## Passage to read
I agree that LICM and the other hoisting passes are always beneficial but I wonder if they should run by default as many times as the number of codegen strategies. I think it could be a good idea to disable all the existing (and future) cleanup passes by default to avoid surprises and minimize compile time. WDYT?
@dcaballe thanks!
This is by no means in any final shape or form, I am happy to evolve based on data.
To give more context, atm my first order bottleneck is being able to compose transformations easily and run autotuning at scale.
Once that first bottleneck is lifted, we will have have a good to statistical way to measure whether such improvements result in concrete gains.
In such a context, I think the metrics I'll be looking for are:
- does a particular change increase / decrease the density of "good" strategies in the search space or do we lose important points and degrade the overall result (think of this as an analogy to the final accuracy in an ML model / mixture of models)
- assuming 1. is not adversely impacted, does the change result in speed improvements and ideally faster time to solution (think of of this as the analogy to training speed in ML models)
Also, keep in mind that we are operating at the Linalg level here and the number of ops is generally quite limited since they have pretty big granularity: basically we are talking about ops that can fuse together with the caveat that combinations map/broadcast/transpose/elementwise can all be fused in a single Linalg op.
As we move towards mixing with finer grained transformations, maybe at the loop and load/store level, I am sure these improvements will be more noticeable than they are today.

## Record set
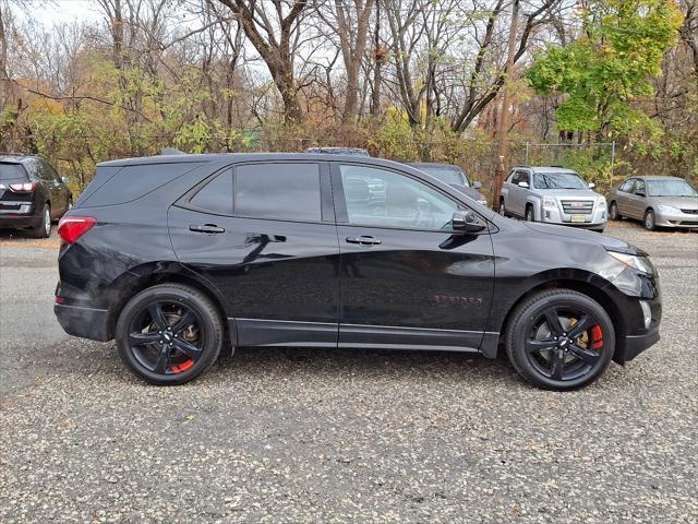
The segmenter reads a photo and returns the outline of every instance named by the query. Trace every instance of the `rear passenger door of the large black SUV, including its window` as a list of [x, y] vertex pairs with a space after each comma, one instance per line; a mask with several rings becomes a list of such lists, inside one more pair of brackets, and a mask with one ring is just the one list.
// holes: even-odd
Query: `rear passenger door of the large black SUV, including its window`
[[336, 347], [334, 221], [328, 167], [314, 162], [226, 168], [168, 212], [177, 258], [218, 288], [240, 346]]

---

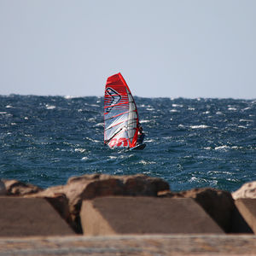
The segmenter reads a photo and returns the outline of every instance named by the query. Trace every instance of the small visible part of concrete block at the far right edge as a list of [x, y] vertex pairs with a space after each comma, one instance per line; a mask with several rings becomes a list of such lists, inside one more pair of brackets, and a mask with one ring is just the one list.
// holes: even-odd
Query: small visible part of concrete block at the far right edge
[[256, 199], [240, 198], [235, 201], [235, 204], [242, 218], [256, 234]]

...

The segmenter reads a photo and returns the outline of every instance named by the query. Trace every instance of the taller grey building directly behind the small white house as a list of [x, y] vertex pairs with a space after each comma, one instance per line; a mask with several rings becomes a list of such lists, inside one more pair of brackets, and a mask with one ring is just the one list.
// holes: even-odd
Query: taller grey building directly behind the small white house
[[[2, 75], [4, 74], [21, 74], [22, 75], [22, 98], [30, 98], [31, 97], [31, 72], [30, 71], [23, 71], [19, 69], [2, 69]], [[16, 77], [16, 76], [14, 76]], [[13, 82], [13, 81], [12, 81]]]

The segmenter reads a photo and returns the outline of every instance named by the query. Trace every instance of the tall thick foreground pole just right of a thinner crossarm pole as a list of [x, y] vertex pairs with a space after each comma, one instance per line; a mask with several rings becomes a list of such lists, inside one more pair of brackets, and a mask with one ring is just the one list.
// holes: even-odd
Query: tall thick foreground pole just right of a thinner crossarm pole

## Activity A
Translate this sentence from the compiler discussion post into Spanish: "As we move towards mixing with finer grained transformations, maybe at the loop and load/store level, I am sure these improvements will be more noticeable than they are today."
## Activity B
Please set down part of the compiler discussion post word for word, beginning at the words "In such a context, I" and stopping after "single Linalg op.".
## Activity C
According to the compiler discussion post, what is the writer's first order bottleneck?

## Answer A
A medida que avancemos hacia la combinación con transformaciones de grano más fino, quizás a nivel de bucles y de carga/almacenamiento, estoy seguro de que estas mejoras serán más notables de lo que son hoy.

## Answer B
In such a context, I think the metrics I'll be looking for are:
- does a particular change increase / decrease the density of "good" strategies in the search space or do we lose important points and degrade the overall result (think of this as an analogy to the final accuracy in an ML model / mixture of models)
- assuming 1. is not adversely impacted, does the change result in speed improvements and ideally faster time to solution (think of of this as the analogy to training speed in ML models)
Also, keep in mind that we are operating at the Linalg level here and the number of ops is generally quite limited since they have pretty big granularity: basically we are talking about ops that can fuse together with the caveat that combinations map/broadcast/transpose/elementwise can all be fused in a single Linalg op.

## Answer C
Being able to compose transformations easily and run autotuning at scale.